------ Supplied passage

European Commission president Ursula von der Leyen confirmed on Monday that legislation for a “digital green pass” will be published later this month. She said it will provide “proof that a person has been vaccinated” against Covid-19, as well as details of tests, and “should facilitate Europeans‘ lives”.
The EU chief added: “The aim is to gradually enable them to move safely in the European Union or abroad – for work or tourism.”
Von der Leyen has previously cast doubt on whether a vaccine passport would be used for travel in and out of the bloc or to reopen the tourism industry.
“The time frame, the three months is regarding the technical development, so we do need at least three months for the technical development of an interoperable system on the European level”, she said last week. “There is lots of work to do by the Commission on the European level and lots of work to do technically for the member states on the national level.”
The prime minister’s official spokesperson confirmed that an ongoing work around vaccine passport proposals will include discussions with the EU to establish how such systems would work.
“You can expect DfT (the Department for Transport) will work [with], and do speak to countries across the world in terms of how they may look to introduce passports.”
The spokesperson said Michael Gove and the Cabinet Office are leading the research into “Covid status certification”.
“Of course, you can expect them to speak to EU and other countries on how they may implement any similar to policies conversations on vaccine rollout,” they added.
The European Commission’s announcement of an EU-wide digital pass comes after Greece announced it would create its own vaccine passport system.
They and other member states who rely heavily on tourism have been pushing for ways to allow international travel again to help boost their economies.
The European Commission’s chief spokesperson said: “We’re of the view that in collaboration with the WHO (World Health Organisation) there should be a way to scale this up globally. We work on a European solution now, this is where we start and then anything else would need to come after. We need to take this step by step. Certainly that’s not the end of the story. There are lots of different angles that will need to be tackled.”

------------

Exercise prompt: Retype, word for word, the part of the article on the EU digital green pass that opens with the words containing "The EU chief" and closes with "the tourism industry.".

------ Data provided

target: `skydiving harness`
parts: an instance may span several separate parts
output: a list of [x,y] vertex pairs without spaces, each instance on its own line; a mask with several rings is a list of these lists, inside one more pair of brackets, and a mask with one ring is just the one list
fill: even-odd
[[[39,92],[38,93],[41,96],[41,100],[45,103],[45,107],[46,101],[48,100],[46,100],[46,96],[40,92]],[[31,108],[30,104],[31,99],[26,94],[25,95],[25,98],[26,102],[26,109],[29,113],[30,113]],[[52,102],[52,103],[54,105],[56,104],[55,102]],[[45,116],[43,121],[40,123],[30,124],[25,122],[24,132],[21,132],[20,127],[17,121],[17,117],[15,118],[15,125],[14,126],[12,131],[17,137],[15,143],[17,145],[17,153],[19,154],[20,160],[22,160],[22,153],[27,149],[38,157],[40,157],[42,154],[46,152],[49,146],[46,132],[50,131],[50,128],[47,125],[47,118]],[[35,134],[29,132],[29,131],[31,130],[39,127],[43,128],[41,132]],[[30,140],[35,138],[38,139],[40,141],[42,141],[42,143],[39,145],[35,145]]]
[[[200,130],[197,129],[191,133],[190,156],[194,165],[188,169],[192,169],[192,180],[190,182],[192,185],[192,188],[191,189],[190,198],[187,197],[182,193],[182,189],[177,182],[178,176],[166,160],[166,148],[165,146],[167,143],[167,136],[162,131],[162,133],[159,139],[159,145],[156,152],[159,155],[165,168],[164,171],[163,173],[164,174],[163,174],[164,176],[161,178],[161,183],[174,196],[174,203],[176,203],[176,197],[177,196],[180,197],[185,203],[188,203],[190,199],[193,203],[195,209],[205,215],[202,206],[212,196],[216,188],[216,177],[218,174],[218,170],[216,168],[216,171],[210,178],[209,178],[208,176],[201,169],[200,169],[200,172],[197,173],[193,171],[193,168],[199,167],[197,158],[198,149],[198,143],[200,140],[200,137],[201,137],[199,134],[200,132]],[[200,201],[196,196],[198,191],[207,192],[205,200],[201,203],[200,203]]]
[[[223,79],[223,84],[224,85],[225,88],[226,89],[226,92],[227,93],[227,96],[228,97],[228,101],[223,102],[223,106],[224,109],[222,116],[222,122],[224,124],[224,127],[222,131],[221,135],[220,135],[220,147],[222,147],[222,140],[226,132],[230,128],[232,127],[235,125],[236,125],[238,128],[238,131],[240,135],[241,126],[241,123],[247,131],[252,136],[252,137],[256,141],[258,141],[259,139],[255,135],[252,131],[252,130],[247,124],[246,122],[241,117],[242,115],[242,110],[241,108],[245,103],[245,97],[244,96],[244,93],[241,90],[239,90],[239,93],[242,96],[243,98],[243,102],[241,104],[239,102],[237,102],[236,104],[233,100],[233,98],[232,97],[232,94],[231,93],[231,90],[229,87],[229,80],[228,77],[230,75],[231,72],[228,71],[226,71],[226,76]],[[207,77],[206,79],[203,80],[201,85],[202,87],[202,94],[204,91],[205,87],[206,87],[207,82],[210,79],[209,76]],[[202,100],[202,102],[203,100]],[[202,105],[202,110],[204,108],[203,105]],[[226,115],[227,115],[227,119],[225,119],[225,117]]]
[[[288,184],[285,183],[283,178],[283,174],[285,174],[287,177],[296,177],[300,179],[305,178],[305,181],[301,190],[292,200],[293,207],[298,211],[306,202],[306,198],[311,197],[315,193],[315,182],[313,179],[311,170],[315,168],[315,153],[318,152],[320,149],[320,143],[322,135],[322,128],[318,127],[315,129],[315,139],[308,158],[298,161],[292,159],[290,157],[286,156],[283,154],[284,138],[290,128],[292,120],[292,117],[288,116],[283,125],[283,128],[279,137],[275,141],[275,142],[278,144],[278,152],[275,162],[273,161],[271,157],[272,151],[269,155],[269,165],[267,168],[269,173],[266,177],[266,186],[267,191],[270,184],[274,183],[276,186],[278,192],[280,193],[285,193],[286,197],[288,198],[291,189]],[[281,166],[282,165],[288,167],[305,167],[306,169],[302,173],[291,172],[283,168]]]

------------

Solution to the exercise:
The EU chief added: “The aim is to gradually enable them to move safely in the European Union or abroad – for work or tourism.”
Von der Leyen has previously cast doubt on whether a vaccine passport would be used for travel in and out of the bloc or to reopen the tourism industry.